[Selected extract]
Here, and with all the documents I tried,
it's not rendering the text, only graphics. |
![[Kerning error 1]](images/text1.gif)
![[Kerning error 2]](images/text2.gif)
It's a slightly different
story when the text in a document uses fonts that are
not embedded. As you can see from our pictures here,
the kerning is incorrect, sometimes completely disjointing
words. The author, Wolfgang Domröse, explained:
PDF documents show
text in different ways
- So-called base
fonts (Courier, Helvetica...) must be available.
Only size, color and encoding is stored in the PDF
document. These fonts are in the folder, BASEFONT.
- All other fonts
should be embedded. Mostly they are embedded as
CFF (Compact Font Format). The CFF driver of the
FreeType library (which I must use) is bad. In low
resolution (72 DPI or so) there are "jumps"
(+/- 1 pixel) horizontally and vertically! I hope
this will be fixed soon. There is no problem in
high resolution (printer).
- PDF documents
make use of fonts that are neither base nor embedded.
They must be substituted. Porthos substitutes these
fonts with two multiple master fonts. Substitution
is not very good and will be better in one of the
next versions.
I can fully confirm the
second point. The base-lines of small text may look
ragged on-screen but print out perfectly aligned.
For compatibility, Porthos
only contains 68000 code, but on my Mega STE under both
TOS 2.06 and MagiC 6.01 it would load then immediately
generate a 68000 exception and fall over. It also lacks
any FPU code, despite reporting when one is present.
We understand this situation will change upon the arrival
of the rumoured XTOS machine.

[Directions]
Write out the passage on PDF font rendering from "It's a slightly" to "the folder, BASEFONT.", inclusive.

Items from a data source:

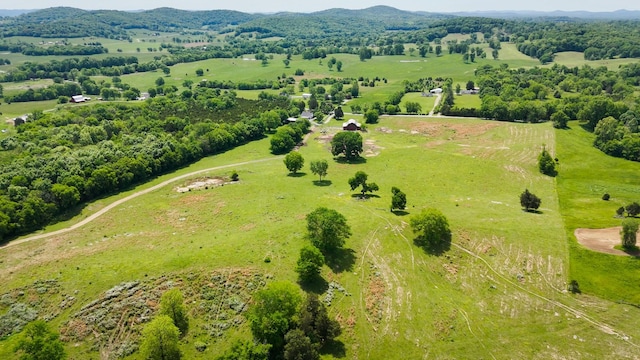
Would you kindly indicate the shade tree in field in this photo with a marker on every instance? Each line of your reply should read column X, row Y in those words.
column 371, row 116
column 309, row 263
column 327, row 229
column 172, row 305
column 633, row 209
column 339, row 113
column 246, row 350
column 413, row 107
column 315, row 322
column 160, row 340
column 348, row 144
column 319, row 168
column 560, row 119
column 398, row 199
column 431, row 230
column 37, row 341
column 360, row 180
column 529, row 201
column 273, row 314
column 546, row 164
column 628, row 233
column 294, row 162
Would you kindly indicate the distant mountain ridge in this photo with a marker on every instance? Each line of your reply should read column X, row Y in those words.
column 73, row 22
column 508, row 14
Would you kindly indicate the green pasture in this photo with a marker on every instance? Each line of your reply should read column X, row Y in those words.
column 425, row 102
column 400, row 299
column 467, row 101
column 585, row 175
column 572, row 59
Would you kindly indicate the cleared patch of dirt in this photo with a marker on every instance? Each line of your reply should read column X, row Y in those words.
column 203, row 183
column 601, row 240
column 458, row 131
column 371, row 149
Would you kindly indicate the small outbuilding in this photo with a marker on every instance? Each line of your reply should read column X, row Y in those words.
column 307, row 115
column 351, row 125
column 79, row 98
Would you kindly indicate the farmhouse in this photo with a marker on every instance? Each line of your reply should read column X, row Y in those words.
column 307, row 115
column 351, row 125
column 79, row 98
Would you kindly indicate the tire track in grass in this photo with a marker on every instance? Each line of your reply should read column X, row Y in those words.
column 114, row 204
column 577, row 313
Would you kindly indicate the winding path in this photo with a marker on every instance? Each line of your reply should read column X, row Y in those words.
column 125, row 199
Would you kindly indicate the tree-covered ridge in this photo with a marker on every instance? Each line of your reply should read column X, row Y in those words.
column 61, row 158
column 71, row 22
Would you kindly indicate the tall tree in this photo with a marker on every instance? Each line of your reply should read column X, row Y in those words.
column 172, row 305
column 546, row 164
column 529, row 201
column 315, row 321
column 327, row 229
column 273, row 313
column 398, row 199
column 38, row 342
column 294, row 161
column 355, row 89
column 629, row 233
column 347, row 143
column 360, row 180
column 338, row 113
column 246, row 350
column 160, row 340
column 431, row 229
column 319, row 168
column 309, row 263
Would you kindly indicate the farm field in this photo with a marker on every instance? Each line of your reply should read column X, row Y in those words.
column 504, row 275
column 586, row 175
column 498, row 291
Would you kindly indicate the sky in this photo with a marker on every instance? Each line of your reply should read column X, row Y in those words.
column 268, row 6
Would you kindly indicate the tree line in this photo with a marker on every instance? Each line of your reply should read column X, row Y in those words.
column 61, row 158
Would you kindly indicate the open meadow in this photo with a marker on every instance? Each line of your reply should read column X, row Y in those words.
column 498, row 292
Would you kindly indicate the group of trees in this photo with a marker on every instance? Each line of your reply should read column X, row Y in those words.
column 620, row 136
column 61, row 158
column 347, row 144
column 286, row 326
column 286, row 137
column 536, row 94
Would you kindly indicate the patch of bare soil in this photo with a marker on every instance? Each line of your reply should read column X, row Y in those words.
column 458, row 131
column 601, row 240
column 203, row 183
column 371, row 149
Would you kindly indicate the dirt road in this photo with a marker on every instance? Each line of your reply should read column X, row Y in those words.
column 125, row 199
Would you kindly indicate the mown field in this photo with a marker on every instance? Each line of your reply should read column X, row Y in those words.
column 586, row 174
column 501, row 285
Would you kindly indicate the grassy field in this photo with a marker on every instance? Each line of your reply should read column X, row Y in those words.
column 585, row 175
column 499, row 286
column 468, row 101
column 498, row 292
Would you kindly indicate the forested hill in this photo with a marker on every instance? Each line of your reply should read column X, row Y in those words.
column 566, row 15
column 54, row 22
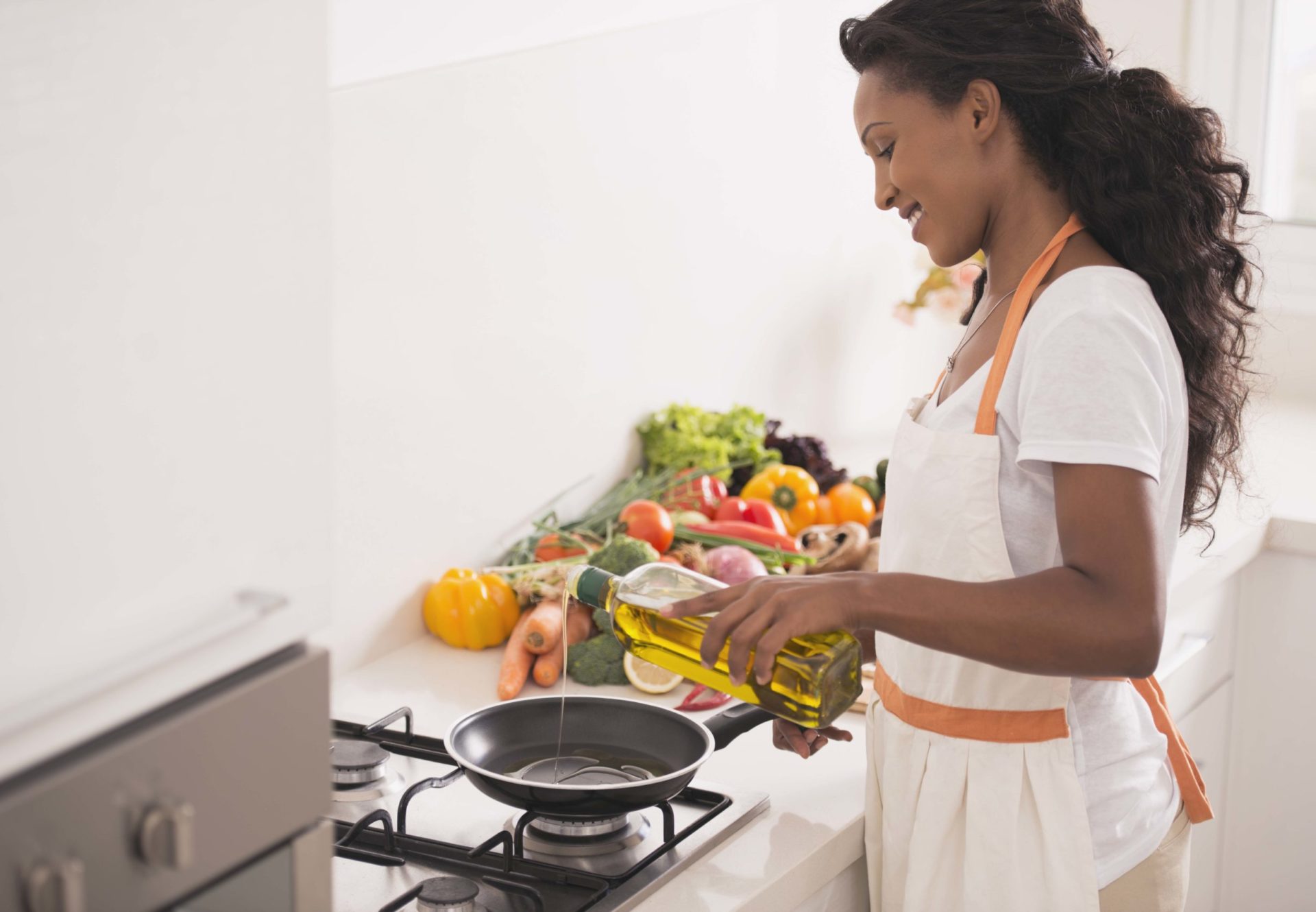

[Response to this exercise]
It's a slightly different
story when the text in a document uses fonts that are
not embedded. As you can see from our pictures here,
the kerning is incorrect, sometimes completely disjointing
words. The author, Wolfgang Domröse, explained:
PDF documents show
text in different ways
- So-called base
fonts (Courier, Helvetica...) must be available.
Only size, color and encoding is stored in the PDF
document. These fonts are in the folder, BASEFONT.